WHAT TO DO » Please repeat, without alteration, the line containing "Mark one point on each instance of the beige" and every line that follows it to the end of the entries below, and only those lines.

[Data records]
========================

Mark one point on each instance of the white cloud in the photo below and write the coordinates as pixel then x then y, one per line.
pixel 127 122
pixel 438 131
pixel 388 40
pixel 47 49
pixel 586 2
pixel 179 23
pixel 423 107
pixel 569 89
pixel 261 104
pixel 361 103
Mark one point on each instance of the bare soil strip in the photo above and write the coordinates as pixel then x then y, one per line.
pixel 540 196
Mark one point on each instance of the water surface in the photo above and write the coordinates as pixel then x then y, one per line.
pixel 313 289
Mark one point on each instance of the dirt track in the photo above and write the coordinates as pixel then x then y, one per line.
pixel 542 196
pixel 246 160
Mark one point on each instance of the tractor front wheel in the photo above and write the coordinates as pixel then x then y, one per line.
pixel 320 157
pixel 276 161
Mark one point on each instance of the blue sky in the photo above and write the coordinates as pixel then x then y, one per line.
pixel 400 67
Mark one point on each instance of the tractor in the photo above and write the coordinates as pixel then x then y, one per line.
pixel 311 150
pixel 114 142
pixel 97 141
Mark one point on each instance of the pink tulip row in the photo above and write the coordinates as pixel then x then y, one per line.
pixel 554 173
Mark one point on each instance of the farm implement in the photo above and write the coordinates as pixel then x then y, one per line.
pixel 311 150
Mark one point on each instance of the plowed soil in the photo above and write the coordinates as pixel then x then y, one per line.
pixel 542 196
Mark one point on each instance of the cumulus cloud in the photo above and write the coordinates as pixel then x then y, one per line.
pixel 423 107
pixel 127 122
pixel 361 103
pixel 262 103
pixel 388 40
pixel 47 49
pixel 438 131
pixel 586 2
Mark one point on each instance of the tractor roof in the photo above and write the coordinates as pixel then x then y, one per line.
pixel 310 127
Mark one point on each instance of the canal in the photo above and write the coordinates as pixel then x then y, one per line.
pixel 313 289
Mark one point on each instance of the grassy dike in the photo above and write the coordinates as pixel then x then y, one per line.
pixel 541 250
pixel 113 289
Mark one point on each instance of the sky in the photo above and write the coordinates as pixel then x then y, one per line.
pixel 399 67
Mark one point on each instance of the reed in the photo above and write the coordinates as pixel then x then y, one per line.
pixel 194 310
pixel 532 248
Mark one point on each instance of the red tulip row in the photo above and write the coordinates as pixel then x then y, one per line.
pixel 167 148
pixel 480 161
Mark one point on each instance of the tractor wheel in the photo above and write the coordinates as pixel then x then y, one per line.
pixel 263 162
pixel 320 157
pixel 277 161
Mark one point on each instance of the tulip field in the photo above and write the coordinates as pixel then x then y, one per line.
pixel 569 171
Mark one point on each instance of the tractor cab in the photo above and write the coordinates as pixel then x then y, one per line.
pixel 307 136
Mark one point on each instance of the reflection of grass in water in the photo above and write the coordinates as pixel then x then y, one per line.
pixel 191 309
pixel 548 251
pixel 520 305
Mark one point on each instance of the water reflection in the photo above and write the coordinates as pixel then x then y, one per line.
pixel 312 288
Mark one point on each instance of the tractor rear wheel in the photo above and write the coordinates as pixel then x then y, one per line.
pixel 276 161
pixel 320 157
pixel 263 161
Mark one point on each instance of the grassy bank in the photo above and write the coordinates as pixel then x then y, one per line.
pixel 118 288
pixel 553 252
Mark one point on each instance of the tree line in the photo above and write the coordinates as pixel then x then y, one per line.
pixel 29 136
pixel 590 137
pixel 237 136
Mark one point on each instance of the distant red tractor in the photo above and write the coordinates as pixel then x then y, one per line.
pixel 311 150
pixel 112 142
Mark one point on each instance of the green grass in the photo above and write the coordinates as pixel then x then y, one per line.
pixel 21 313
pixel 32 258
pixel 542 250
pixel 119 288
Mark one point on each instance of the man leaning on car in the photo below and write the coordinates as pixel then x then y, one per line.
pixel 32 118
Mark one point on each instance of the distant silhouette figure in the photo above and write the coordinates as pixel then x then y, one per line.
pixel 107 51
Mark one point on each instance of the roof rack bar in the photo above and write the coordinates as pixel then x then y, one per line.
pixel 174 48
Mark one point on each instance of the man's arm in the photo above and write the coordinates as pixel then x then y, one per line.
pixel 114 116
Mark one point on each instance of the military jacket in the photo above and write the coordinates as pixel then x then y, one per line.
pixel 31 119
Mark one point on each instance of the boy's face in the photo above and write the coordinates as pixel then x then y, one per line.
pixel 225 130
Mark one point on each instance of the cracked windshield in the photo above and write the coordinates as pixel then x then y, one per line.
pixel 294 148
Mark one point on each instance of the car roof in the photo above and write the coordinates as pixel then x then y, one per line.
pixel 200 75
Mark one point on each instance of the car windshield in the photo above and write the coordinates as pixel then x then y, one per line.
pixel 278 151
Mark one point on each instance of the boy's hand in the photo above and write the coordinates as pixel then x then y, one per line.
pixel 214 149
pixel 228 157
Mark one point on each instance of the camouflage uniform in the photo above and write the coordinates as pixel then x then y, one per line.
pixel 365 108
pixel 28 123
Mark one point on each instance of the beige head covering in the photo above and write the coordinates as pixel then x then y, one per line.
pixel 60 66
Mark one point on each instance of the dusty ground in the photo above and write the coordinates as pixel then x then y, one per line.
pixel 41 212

========================

RESULT OF THIS EXERCISE »
Mark one point on each instance of the beige head covering in the photo above and write the coordinates as pixel then x then y, one per line.
pixel 60 66
Mark one point on each instance of the dusty ground in the photo above and write the coordinates as pixel then x then y, one per line.
pixel 41 212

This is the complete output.